[Extract provided Boundary: Start]

Is there a linkage between this retirement trend during the pandemic and age discrimination in the workplace? In a recent Forbes magazine article, Weller (December 19, 2020) discussed these two factors’ possible intersection. Weller suggested that some employers may be discriminatory in their employment decision-making with older workers because of a perceived health vulnerability to COVID-19 for this group, especially if a job involves engaging with the public. Further, older workers may be discriminated against in remote work because of ageist stereotypes regarding older adults and technology skills. Subsequently, older workers may be discouraged from seeking other employment opportunities (Ayalon et al., 2020; Weller, December 19, 2020).
According to Monahan et al. (2020), paternalistic responses in the workplace toward older workers may have the misguided intention of being “proactive” in nature (i.e., workplace policies to protect older adults from contracting COVID-19). Still, they can inadvertently cause adverse health outcomes (e.g., social isolation) and promote ageist stereotypes. According to the Equal Employment Opportunity Commission (EEOC), differential treatment of older workers is a concern during the current pandemic. In a 2020 EEOC statement (June 11, 2020), “[t]he Age Discrimination in Employment Act (ADEA) enacted in 1967 with significant amendments in 1974, 1978 and 1986 prohibits employment discrimination against individuals age 40 and older. The ADEA prohibits a covered employer from voluntarily excluding an individual from the workplace based on being 65 or older. This rule is true even if the employer acted for benevolent reasons such as protecting the employee due to higher risk of severe illness from COVID-19” (Equal Employment Opportunity Commission (EEOC), June 11, 2020). Before proceeding, it is essential to define the terms of “ageism” and “age discrimination.”
Ageism and Age Discrimination Defined
The World Health Organization (WHO) defines “ageism” as the differential treatment of individuals or groups due to their age and involves both stereotyping and discrimination. According to WHO, “it can take many forms, including prejudicial attitudes, discriminatory practices, or institutional policies and practices that perpetuate stereotypical beliefs” (World Health Organization (WHO), November 2, 2020). The U.S. Equal Employment Opportunity Commission (EEOC) defines “age discrimination” as engaging in behaviors that differentially treat an employee or job applicant because of their age group membership. According to the EEOC, “[a]n employment policy or practice that applies to everyone, regardless of age, can be illegal if it hurts applicants or employees age 40 or older and is not based on a ‘reasonable factor other than age’ (RFOA)” (Equal Employment Opportunity Commission (EEOC), June 21, 2020).

[Extract provided Boundary: End]
[Information shown Boundary: Start]

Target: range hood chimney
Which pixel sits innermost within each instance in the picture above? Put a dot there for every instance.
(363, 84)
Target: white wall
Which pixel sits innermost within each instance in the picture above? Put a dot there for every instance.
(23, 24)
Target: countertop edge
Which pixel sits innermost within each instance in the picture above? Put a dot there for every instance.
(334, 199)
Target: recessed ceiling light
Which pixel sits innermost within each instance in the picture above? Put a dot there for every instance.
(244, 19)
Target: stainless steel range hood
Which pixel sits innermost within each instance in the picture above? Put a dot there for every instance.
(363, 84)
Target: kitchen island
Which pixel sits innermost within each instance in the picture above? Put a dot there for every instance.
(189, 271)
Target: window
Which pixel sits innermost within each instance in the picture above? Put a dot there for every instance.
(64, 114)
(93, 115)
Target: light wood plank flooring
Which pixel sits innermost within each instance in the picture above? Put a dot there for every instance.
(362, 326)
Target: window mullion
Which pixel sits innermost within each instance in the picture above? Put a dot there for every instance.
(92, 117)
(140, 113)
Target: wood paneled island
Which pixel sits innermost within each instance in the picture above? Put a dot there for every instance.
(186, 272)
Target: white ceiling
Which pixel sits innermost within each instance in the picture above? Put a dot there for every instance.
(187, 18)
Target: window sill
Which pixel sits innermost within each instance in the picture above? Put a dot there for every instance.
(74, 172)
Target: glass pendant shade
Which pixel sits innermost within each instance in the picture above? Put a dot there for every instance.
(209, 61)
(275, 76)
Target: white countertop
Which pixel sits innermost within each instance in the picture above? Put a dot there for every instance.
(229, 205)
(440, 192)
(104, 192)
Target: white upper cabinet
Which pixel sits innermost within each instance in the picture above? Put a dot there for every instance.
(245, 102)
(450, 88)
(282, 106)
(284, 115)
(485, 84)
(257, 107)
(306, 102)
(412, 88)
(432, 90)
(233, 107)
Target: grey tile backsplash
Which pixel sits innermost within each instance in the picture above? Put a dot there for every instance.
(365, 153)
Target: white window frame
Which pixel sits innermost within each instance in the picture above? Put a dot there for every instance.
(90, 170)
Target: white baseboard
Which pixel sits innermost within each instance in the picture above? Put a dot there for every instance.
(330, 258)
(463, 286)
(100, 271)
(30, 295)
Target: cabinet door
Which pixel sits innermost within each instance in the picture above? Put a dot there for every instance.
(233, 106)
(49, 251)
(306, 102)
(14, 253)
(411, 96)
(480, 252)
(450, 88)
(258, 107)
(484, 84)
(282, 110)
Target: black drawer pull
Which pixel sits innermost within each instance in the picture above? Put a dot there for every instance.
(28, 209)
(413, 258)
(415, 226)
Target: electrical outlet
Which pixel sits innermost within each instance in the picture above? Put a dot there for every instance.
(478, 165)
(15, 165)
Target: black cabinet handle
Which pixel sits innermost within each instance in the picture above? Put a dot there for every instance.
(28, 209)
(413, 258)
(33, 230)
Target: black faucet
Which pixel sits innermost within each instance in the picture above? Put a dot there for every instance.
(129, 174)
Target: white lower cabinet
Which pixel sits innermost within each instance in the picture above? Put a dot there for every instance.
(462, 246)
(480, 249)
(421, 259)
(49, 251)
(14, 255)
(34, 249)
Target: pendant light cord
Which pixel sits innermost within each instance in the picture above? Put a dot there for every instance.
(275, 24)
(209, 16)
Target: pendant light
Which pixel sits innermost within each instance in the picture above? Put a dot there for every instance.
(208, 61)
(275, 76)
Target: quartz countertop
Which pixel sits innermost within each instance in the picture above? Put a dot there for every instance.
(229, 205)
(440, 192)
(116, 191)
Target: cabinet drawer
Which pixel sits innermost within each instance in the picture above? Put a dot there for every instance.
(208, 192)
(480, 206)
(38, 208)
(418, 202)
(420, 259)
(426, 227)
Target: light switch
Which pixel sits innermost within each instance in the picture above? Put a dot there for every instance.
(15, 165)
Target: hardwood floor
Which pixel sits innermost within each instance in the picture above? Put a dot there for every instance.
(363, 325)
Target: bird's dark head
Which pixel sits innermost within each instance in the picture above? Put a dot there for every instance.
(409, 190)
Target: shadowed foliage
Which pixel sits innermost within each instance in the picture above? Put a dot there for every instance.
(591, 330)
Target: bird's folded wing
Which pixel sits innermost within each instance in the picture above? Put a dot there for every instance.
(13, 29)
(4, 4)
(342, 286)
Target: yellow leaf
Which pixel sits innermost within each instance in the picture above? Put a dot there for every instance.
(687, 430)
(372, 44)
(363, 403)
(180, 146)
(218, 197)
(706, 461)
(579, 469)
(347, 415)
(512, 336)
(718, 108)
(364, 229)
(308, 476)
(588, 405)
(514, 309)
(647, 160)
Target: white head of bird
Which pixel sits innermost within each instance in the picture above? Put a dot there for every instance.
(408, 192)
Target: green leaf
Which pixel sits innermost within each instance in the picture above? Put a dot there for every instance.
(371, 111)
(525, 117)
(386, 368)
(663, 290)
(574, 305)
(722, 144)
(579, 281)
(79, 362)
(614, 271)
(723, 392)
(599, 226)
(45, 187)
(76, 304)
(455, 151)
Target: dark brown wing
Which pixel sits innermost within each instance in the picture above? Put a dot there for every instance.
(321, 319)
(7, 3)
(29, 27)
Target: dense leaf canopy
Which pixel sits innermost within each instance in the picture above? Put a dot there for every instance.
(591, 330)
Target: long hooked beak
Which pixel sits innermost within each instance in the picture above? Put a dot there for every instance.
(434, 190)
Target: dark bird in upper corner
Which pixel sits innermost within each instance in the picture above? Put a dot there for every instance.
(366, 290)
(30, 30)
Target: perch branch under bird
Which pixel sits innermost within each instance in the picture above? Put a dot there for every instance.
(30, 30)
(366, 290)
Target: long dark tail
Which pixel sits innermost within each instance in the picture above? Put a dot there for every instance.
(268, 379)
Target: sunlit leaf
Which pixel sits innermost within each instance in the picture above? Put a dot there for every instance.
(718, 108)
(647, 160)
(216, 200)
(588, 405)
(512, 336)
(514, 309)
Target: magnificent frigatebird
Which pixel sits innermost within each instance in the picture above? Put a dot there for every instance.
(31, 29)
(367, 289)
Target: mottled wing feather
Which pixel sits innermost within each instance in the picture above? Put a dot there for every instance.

[Information shown Boundary: End]

→ **What you need to do**:
(a) Translate this sentence from the extract on age discrimination during the pandemic into Spanish: "Is there a linkage between this retirement trend during the pandemic and age discrimination in the workplace?"
(b) Pick up the extract on age discrimination during the pandemic after its final sentence and continue it.

→ **Answers for the exercise**:
(a) ¿Existe un vínculo entre esta tendencia de jubilación durante la pandemia y la discriminación por edad en el lugar de trabajo?

(b)
Workforce Engagement in 2020 for Older Workers
Attitudes toward older workers’ workplace attendance have shown positive reactions from older adults and employers in recent years. The percentage of older workers expressing an interest in remaining in the workforce past the traditional retirement age has changed from 18 to 45 percent (Employee Benefit Research Institute, 2019). Also, recently surveyed employers regard older workers as more productive than younger workers (Munnell & Wettstein, 2020).
With these positive attitudes in mind, what has been the impact of COVID-19 on older workers’ intended workforce engagement? One index is the unemployment rate of different groups. Unemployment rates have been disproportionately higher for workers ages 65 or older (15.43%) in comparison to younger workers between ages 25 to 44 (12.99%) in April 2020, and women have shown higher unemployment trends across all age groups during the same time (Bui et al., 2020).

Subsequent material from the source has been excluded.